→ **EXERCISE**
Only the lines from the one with "Target: black trash bin" to the end of the data below should be given again, exactly, with both ends included and pictures omitted.

──────── DATA FOR PROCESSING

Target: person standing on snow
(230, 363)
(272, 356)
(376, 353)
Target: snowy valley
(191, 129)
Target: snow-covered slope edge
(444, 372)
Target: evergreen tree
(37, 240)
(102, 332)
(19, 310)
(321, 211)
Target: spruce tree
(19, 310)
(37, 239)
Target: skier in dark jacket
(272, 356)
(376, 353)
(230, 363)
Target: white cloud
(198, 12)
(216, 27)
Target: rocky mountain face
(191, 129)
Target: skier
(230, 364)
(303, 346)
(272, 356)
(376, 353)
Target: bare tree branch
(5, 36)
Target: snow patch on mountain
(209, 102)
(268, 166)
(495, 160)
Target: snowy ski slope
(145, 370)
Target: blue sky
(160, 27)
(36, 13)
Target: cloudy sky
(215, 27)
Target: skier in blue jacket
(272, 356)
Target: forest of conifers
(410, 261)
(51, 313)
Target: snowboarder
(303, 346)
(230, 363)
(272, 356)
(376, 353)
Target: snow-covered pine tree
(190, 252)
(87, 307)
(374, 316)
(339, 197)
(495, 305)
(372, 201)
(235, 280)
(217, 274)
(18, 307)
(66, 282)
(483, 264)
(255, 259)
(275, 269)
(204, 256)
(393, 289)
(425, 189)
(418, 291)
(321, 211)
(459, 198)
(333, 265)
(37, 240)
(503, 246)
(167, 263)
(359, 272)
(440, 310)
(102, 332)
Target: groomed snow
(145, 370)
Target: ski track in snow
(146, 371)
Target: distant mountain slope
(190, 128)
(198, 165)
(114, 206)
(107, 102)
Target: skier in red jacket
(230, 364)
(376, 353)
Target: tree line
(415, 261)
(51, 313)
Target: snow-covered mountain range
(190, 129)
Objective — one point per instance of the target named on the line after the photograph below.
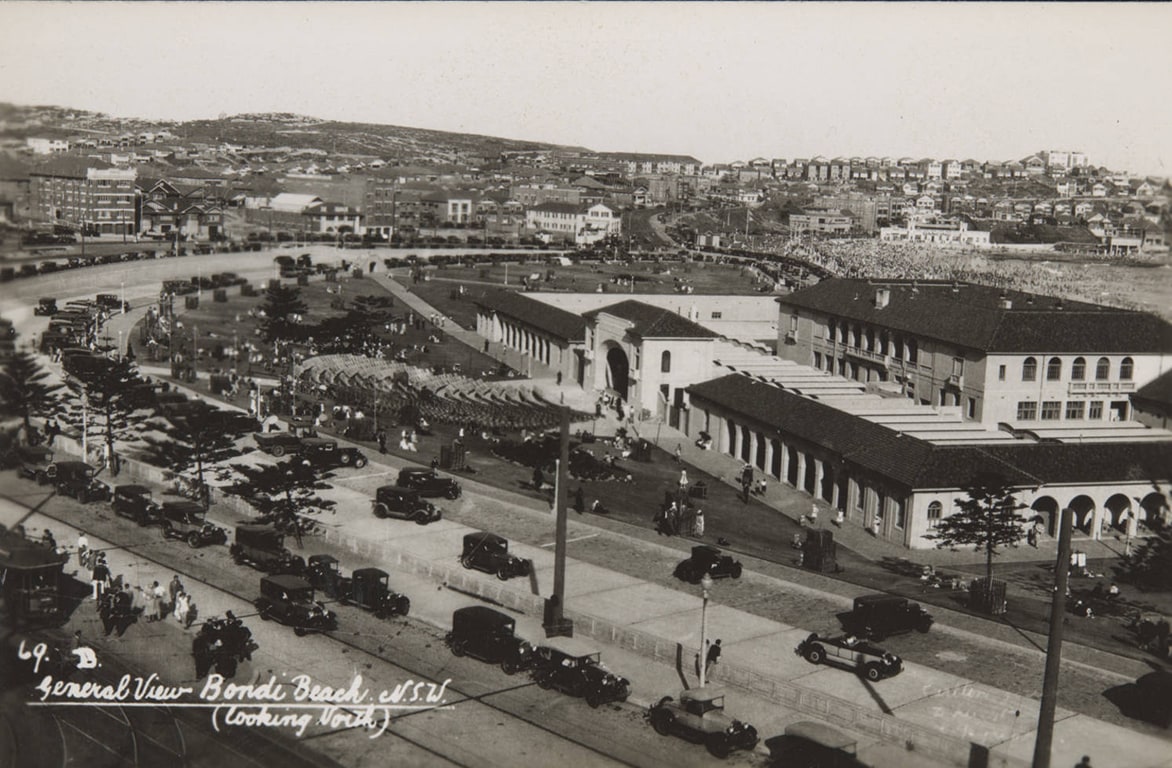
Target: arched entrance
(1084, 512)
(1047, 509)
(1118, 512)
(618, 369)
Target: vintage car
(489, 636)
(878, 616)
(136, 503)
(707, 559)
(186, 521)
(426, 481)
(79, 480)
(324, 572)
(489, 552)
(290, 600)
(699, 716)
(263, 548)
(46, 306)
(326, 454)
(226, 641)
(849, 652)
(33, 462)
(278, 443)
(404, 503)
(571, 667)
(368, 588)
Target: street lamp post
(706, 585)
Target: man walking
(713, 658)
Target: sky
(719, 81)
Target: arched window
(1029, 369)
(1103, 369)
(935, 511)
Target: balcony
(1101, 387)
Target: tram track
(367, 643)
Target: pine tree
(281, 303)
(197, 437)
(25, 391)
(110, 401)
(987, 518)
(281, 493)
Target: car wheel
(717, 746)
(662, 722)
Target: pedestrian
(172, 590)
(155, 602)
(181, 607)
(713, 657)
(100, 577)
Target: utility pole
(556, 624)
(1054, 646)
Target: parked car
(489, 552)
(79, 480)
(404, 503)
(278, 443)
(851, 653)
(878, 616)
(290, 600)
(263, 548)
(326, 454)
(46, 306)
(136, 503)
(699, 716)
(186, 521)
(707, 559)
(368, 588)
(426, 481)
(578, 672)
(33, 462)
(489, 636)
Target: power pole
(556, 624)
(1054, 646)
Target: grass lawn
(442, 290)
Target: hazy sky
(716, 80)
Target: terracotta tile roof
(917, 464)
(518, 306)
(971, 315)
(654, 323)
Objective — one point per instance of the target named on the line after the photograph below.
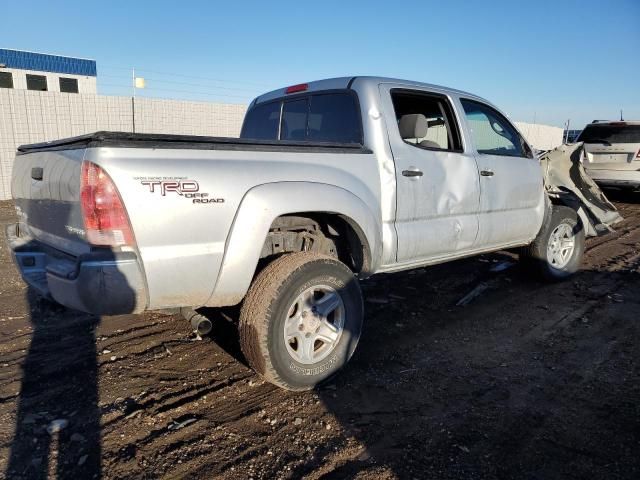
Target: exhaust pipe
(200, 324)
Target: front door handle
(412, 173)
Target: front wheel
(557, 251)
(301, 320)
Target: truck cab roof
(347, 82)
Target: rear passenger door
(437, 185)
(512, 199)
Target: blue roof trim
(47, 63)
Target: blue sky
(542, 60)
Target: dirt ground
(527, 381)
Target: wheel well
(328, 233)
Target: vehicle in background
(611, 153)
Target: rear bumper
(615, 178)
(101, 282)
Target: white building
(22, 70)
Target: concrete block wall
(28, 117)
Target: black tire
(536, 256)
(267, 307)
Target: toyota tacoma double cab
(330, 182)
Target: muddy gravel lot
(526, 381)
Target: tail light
(105, 220)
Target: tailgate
(46, 188)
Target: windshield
(610, 133)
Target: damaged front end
(567, 182)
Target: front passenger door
(511, 187)
(437, 185)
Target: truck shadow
(57, 431)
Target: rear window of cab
(322, 117)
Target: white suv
(612, 153)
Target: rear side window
(262, 122)
(334, 118)
(323, 117)
(611, 133)
(492, 133)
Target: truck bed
(155, 140)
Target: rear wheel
(301, 320)
(557, 251)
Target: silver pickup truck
(331, 182)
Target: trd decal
(178, 186)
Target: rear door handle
(37, 173)
(412, 172)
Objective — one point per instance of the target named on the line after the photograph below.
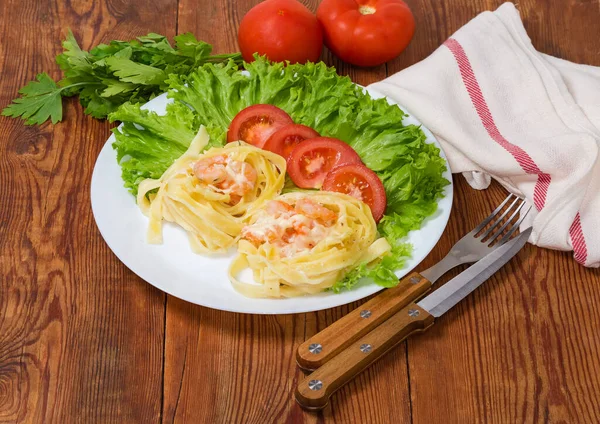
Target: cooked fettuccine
(303, 242)
(211, 195)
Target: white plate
(173, 268)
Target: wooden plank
(523, 348)
(81, 337)
(243, 365)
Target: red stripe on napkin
(521, 156)
(578, 241)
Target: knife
(314, 391)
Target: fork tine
(499, 220)
(508, 221)
(514, 227)
(492, 215)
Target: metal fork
(474, 246)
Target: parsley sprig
(110, 75)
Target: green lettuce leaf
(313, 95)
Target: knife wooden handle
(314, 391)
(333, 339)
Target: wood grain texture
(82, 339)
(359, 355)
(354, 325)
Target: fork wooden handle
(323, 346)
(314, 391)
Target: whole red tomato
(281, 30)
(366, 32)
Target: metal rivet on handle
(315, 384)
(315, 348)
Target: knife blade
(314, 391)
(455, 290)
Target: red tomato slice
(312, 159)
(285, 139)
(358, 181)
(257, 123)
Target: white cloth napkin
(503, 110)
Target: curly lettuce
(313, 95)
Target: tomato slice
(312, 159)
(256, 123)
(360, 182)
(285, 139)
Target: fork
(472, 247)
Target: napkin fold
(503, 110)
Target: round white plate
(175, 269)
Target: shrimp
(226, 175)
(291, 229)
(316, 211)
(277, 208)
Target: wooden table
(83, 340)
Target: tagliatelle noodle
(213, 222)
(350, 241)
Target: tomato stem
(367, 10)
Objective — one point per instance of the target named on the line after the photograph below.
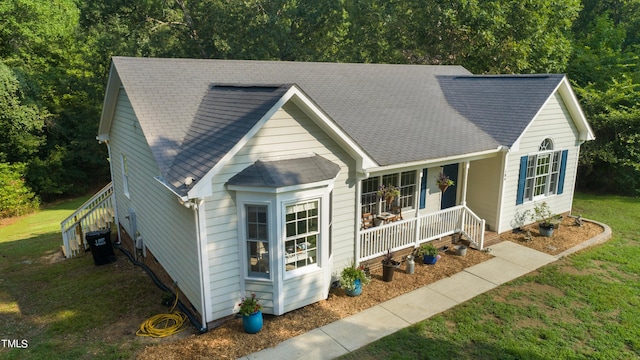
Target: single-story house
(255, 176)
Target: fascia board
(332, 129)
(203, 187)
(436, 161)
(573, 106)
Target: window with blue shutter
(541, 174)
(522, 179)
(563, 168)
(423, 189)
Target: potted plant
(444, 181)
(546, 220)
(353, 278)
(389, 266)
(388, 193)
(519, 220)
(429, 253)
(250, 309)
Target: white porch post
(417, 206)
(358, 219)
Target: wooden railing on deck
(413, 232)
(95, 214)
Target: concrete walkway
(343, 336)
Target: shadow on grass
(69, 306)
(411, 343)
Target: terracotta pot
(388, 270)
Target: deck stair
(97, 213)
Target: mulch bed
(230, 342)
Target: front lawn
(584, 306)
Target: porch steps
(491, 238)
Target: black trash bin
(101, 247)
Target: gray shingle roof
(224, 116)
(395, 113)
(501, 105)
(286, 172)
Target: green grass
(68, 309)
(586, 306)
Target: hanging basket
(389, 200)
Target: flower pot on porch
(545, 230)
(357, 288)
(388, 270)
(252, 323)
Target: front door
(449, 196)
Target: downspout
(358, 218)
(465, 183)
(113, 199)
(193, 204)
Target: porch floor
(343, 336)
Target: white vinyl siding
(483, 188)
(565, 136)
(289, 132)
(167, 228)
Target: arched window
(546, 145)
(542, 173)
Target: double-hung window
(302, 232)
(542, 173)
(257, 238)
(405, 181)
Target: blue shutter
(423, 189)
(522, 179)
(563, 168)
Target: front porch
(410, 233)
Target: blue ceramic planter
(252, 323)
(545, 231)
(357, 290)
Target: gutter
(438, 161)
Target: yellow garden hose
(162, 325)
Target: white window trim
(398, 174)
(532, 161)
(255, 199)
(277, 203)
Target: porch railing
(413, 232)
(95, 214)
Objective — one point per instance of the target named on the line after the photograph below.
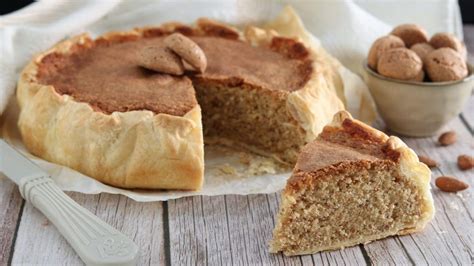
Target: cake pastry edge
(127, 147)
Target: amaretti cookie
(352, 185)
(401, 63)
(445, 64)
(381, 45)
(410, 34)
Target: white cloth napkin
(345, 28)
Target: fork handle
(96, 242)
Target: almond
(465, 162)
(450, 184)
(447, 138)
(428, 161)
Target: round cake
(90, 105)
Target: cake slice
(352, 185)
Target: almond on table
(428, 161)
(447, 138)
(450, 184)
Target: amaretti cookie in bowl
(95, 106)
(352, 185)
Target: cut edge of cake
(303, 221)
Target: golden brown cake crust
(351, 163)
(112, 63)
(141, 148)
(355, 141)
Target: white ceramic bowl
(418, 109)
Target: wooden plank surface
(448, 239)
(11, 205)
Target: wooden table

────────────────

→ **THE RESULT**
Target: black trash bin
(101, 247)
Target: gray shingle roof
(224, 116)
(395, 113)
(501, 105)
(286, 172)
Target: green grass
(68, 309)
(586, 306)
Target: hanging basket
(389, 200)
Target: flower pot on porch
(545, 230)
(357, 288)
(388, 270)
(252, 323)
Target: front door
(449, 196)
Target: downspout
(358, 218)
(465, 183)
(113, 199)
(193, 204)
Target: porch floor
(343, 336)
Target: white vinyl siding
(483, 188)
(565, 136)
(289, 132)
(167, 228)
Target: arched window
(546, 145)
(542, 173)
Target: double-hung window
(302, 232)
(542, 173)
(257, 238)
(405, 181)
Target: blue shutter
(423, 189)
(522, 179)
(563, 168)
Target: front porch
(410, 233)
Target: blue ceramic planter
(252, 323)
(545, 231)
(357, 290)
Target: gutter
(438, 161)
Target: yellow garden hose
(162, 325)
Target: white window trim
(398, 174)
(532, 161)
(255, 199)
(277, 203)
Target: porch railing
(413, 232)
(95, 214)
Objective — one point per instance of the target named on the line after the photograph below.
Target: cake pastry edge
(127, 147)
Target: amaretti cookie
(352, 185)
(401, 63)
(445, 64)
(381, 45)
(410, 34)
Target: white cloth napkin
(345, 28)
Target: fork handle
(96, 242)
Target: almond
(465, 162)
(450, 184)
(447, 138)
(428, 161)
Target: round cake
(90, 105)
Target: cake slice
(352, 185)
Target: almond on table
(428, 161)
(447, 138)
(450, 184)
Target: amaretti cookie in bowl
(95, 106)
(352, 185)
Target: cut edge of cake
(303, 221)
Target: golden brown cake crust
(351, 163)
(112, 63)
(141, 148)
(355, 141)
Target: white ceramic bowl
(418, 109)
Target: wooden plank surface
(448, 239)
(11, 205)
Target: wooden table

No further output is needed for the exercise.